─── Data shown

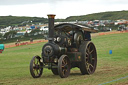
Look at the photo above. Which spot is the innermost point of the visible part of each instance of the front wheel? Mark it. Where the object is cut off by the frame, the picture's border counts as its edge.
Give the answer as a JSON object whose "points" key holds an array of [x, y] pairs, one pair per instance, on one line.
{"points": [[36, 67], [64, 66]]}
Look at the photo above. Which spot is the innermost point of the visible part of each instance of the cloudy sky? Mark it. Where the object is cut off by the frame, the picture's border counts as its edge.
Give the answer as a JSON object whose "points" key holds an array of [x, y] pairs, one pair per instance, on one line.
{"points": [[62, 8]]}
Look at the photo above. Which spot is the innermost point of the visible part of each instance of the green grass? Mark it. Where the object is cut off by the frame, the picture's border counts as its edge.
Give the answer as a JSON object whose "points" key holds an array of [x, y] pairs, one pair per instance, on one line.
{"points": [[14, 64]]}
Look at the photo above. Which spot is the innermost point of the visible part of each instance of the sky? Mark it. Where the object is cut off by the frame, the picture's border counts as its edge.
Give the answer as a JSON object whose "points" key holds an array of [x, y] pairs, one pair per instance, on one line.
{"points": [[61, 8]]}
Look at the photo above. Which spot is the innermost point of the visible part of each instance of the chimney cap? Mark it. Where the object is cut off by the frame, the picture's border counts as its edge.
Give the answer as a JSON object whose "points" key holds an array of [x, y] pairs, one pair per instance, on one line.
{"points": [[51, 15]]}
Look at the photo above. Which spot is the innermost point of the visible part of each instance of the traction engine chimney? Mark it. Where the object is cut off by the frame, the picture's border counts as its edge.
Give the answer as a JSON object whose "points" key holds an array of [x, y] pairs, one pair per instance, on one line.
{"points": [[51, 26]]}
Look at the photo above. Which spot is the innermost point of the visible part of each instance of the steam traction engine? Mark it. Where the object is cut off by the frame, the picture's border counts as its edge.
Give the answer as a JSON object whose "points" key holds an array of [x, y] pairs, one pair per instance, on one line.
{"points": [[68, 47]]}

──────

Exercise details -
Output the records exactly. Drop the images.

Answer space -
Look at the photo above. Which spot is the innermost point of the visible part of each instance of the front wheel? Mark it. Where the object is cut off by the frame, the picture's border counts as its edge.
Give the answer as a JSON object whose "points" key holds an array of [x, y] pairs, one pair per instance, on one line.
{"points": [[36, 67], [64, 66]]}
Look at the photo above. Which spot is the innermost point of the visible part of each instance of the cloudy sky? Mark it. Where the object is cut off by the frame, the picture's border counts as its edge.
Give the answer as a JSON object whose "points" key holds an array of [x, y] pairs, one pair per instance, on one line.
{"points": [[62, 8]]}
Look at the photo above. Which spot is the innermost point of the visible part of each instance of the green grass? Mark it. Where the object is cut off by the frame, the picture's border counts as its edge.
Give the answer as a JSON object whose "points" key holds an array of [x, y] pairs, one pair per instance, on one line.
{"points": [[14, 64]]}
Look at the photo above. Which spot is the innermost point of the visible part of each instance of the sky? Mark it. Where the object is cut off by the frame, the picture's border counts as its edge.
Give the answer as a JSON object whose "points" key holds an array of [x, y] pairs, one pair per instance, on one line.
{"points": [[61, 8]]}
Look at the photo above. Which spot is the innermost point of the visible part of each instance of the chimney cap? Mark it. Where the object is cut off by the frame, the picture's border counts as its edge.
Give the answer as a JSON object whose "points" key holds an array of [x, y] pairs, one pair per instance, on one line.
{"points": [[51, 15]]}
Look at the photo above. Which spot is the innermost point of the visible part of each instance of the traction engine chimney? Mark it. Where the object is cut off by the frame, the picture's border counts as its edge.
Give the answer as a JSON object whose "points" key holds an array of [x, y] pairs, one pair per instance, on one line.
{"points": [[51, 26]]}
Look at the photo above. Which spot is the innermost point of the visible part of each instance of the steam traction engine? Mark it. Where the object is cut off by the frame, the picture's border counts as its edge.
Give the answer as a JSON object whose "points" key holds an array of [x, y] pairs, one pair per instance, on one line.
{"points": [[68, 47]]}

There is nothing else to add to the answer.